## begin Document segment

In the following experiment, we are interested in your ability to control how much you either Trust or Distrust someone. When you see the instruction “Trust” (or the letter “T”) your job will be to do your best to imagine trusting that this person has your best interests in mind. When you see the instruction “Distrust” (or the letter “D”), your job will be to do your best to imagine that this person is motivated to take advantage of you. This type of trust or distrust could be related to friendship, financial issues or academic or professional advice. Lastly, when you see the instruction “Age” (or the letter “A”), your job will be to do your best to determine the age of the person depicted in the photograph.

Each participant then completed a brief practice version of the task before entering the scanner, to ensure that participants understood the directions and the procedure of the task. Once in the scanner, and immediately prior to fMRI data collection, the participants were once again presented the written instructions. During the control-of-trust task, each participant was presented with a cue indicating the condition (control of trust, control of distrust, or age evaluation), followed by a photograph of a face (Supplementary Fig. 1). Participants were instructed to imagine trusting, distrusting, or evaluate the age of each face. No behavioral responses were collected during the fMRI task.

## end Document segment

■ Given problem ■
Could you write the next part of the trust-experiment procedure, picking up after its last sentence? The items are separate material with no connection to the trust-experiment procedure.

## begin Information supplied

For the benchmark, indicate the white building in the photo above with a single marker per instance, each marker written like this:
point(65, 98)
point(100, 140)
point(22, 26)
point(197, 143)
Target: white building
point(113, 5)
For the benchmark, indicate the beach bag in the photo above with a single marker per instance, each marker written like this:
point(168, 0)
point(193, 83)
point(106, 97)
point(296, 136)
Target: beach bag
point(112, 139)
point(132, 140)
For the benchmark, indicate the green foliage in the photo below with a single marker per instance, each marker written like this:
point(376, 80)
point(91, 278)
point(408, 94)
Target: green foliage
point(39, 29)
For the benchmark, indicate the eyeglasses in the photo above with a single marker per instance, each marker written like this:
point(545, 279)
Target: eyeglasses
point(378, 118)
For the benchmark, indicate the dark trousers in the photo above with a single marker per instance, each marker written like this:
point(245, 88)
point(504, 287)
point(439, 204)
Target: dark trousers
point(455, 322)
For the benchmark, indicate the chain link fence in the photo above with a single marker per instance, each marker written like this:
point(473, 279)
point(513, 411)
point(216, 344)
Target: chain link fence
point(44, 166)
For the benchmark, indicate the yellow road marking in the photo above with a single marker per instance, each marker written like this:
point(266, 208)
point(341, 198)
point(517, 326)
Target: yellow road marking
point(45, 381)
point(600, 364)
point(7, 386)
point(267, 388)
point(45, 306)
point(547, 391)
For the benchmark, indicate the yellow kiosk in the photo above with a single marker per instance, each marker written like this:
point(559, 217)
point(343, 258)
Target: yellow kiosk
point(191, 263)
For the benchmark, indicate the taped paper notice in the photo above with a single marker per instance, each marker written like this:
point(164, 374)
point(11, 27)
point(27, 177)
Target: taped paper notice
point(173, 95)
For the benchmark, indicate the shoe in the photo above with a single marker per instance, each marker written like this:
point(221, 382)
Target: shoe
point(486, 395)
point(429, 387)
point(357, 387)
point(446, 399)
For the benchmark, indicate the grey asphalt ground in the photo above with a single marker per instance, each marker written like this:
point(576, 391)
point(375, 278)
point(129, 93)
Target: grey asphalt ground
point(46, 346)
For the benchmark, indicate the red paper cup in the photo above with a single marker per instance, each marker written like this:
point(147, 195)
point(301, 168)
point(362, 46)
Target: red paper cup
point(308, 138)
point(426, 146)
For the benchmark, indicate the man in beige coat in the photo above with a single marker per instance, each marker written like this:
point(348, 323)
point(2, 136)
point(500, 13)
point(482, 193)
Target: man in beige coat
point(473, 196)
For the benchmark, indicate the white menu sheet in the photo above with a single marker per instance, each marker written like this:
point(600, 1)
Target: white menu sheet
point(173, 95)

## end Information supplied

■ Result of the exercise ■
The faces included in the control-of-trust task were identical to the faces included in the evaluation-of-trustworthiness task. However, the 36 face stimuli were divided into three categories: 12 of the faces were paired with a “control-of-trust” instruction, 12 were paired with a “control-of-distrust” instruction, and 12 were paired with an “evaluation-of-age” instruction. The faces paired with the “control-of-trust” and “control-of-distrust” conditions were counterbalanced across participants, and participants were randomly assigned to one of the two versions. Changes in the trustworthiness evaluations were not different according the version of the task [t(58) = –0.841, p = .404]. We selected age evaluation as the control condition, on the basis of prior trustworthiness face-processing research (Winston et al., 2002). The age evaluation condition involves the same perceptional characteristics and is also “evaluative,” however age is not specifically an interpersonal attitude, while trust and distrust are specifically interpersonal attitudes. For each condition (trust, distrust, and age), equal proportions of male and female faces were presented, and there were no significant differences between conditions in the ages of the people presented in the photographs [F(2, 35) = 0.05, p = .95].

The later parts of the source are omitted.